=== Data excerpts ===
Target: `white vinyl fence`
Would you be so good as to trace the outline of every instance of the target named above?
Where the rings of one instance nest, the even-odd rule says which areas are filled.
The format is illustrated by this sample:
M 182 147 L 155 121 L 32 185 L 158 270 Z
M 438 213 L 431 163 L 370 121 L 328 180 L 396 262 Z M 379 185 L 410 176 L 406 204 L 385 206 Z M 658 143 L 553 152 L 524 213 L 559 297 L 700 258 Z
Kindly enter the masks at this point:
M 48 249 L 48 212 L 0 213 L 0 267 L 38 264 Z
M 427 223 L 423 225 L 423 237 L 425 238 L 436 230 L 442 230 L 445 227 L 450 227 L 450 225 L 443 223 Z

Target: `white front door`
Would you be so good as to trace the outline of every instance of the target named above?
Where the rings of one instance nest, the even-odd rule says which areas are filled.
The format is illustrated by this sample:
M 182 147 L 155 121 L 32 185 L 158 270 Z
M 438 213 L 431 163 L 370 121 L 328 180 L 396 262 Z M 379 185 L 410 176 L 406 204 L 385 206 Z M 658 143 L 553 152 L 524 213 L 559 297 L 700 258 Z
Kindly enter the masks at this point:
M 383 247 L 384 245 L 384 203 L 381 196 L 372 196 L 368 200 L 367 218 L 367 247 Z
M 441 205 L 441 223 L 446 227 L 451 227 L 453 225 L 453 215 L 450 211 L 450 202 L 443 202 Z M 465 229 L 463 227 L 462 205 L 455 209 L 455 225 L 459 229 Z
===
• **Prompt**
Edit the data above so that every "illustrated" becomes "shown", and keep everything else the same.

• **Answer to the exercise**
Target: `white vinyl fence`
Would you be so good as to trace the outline of every instance of the target named above?
Where the rings of one instance nest, the even-odd rule says which areas are filled.
The format is shown by this sample:
M 182 147 L 155 121 L 32 185 L 158 270 Z
M 438 213 L 431 163 L 370 121 L 328 180 L 396 262 Z M 379 185 L 410 176 L 406 204 L 385 206 Z M 658 143 L 553 152 L 524 213 L 559 297 L 700 258 Z
Kindly enter the masks at this point:
M 48 249 L 48 212 L 0 213 L 0 267 L 38 264 Z
M 427 223 L 423 225 L 423 237 L 425 238 L 436 230 L 442 230 L 445 227 L 450 227 L 450 225 L 443 223 Z

Target: `white front door`
Would you be so good as to trace the outline of every instance of the target named above?
Where the rings of one instance nest, the even-odd rule says which areas are filled.
The format is shown by this sample:
M 182 147 L 155 121 L 32 185 L 158 270 Z
M 438 213 L 431 163 L 370 121 L 328 180 L 396 262 Z M 379 185 L 410 176 L 406 204 L 385 206 Z M 658 143 L 553 152 L 524 213 L 559 297 L 700 258 Z
Kindly enter the masks at this point:
M 383 247 L 384 245 L 384 203 L 381 196 L 372 196 L 368 200 L 367 218 L 367 247 Z
M 441 205 L 441 223 L 446 227 L 451 227 L 453 225 L 453 215 L 450 211 L 450 202 L 443 202 Z M 465 229 L 463 227 L 462 205 L 455 209 L 455 225 L 459 229 Z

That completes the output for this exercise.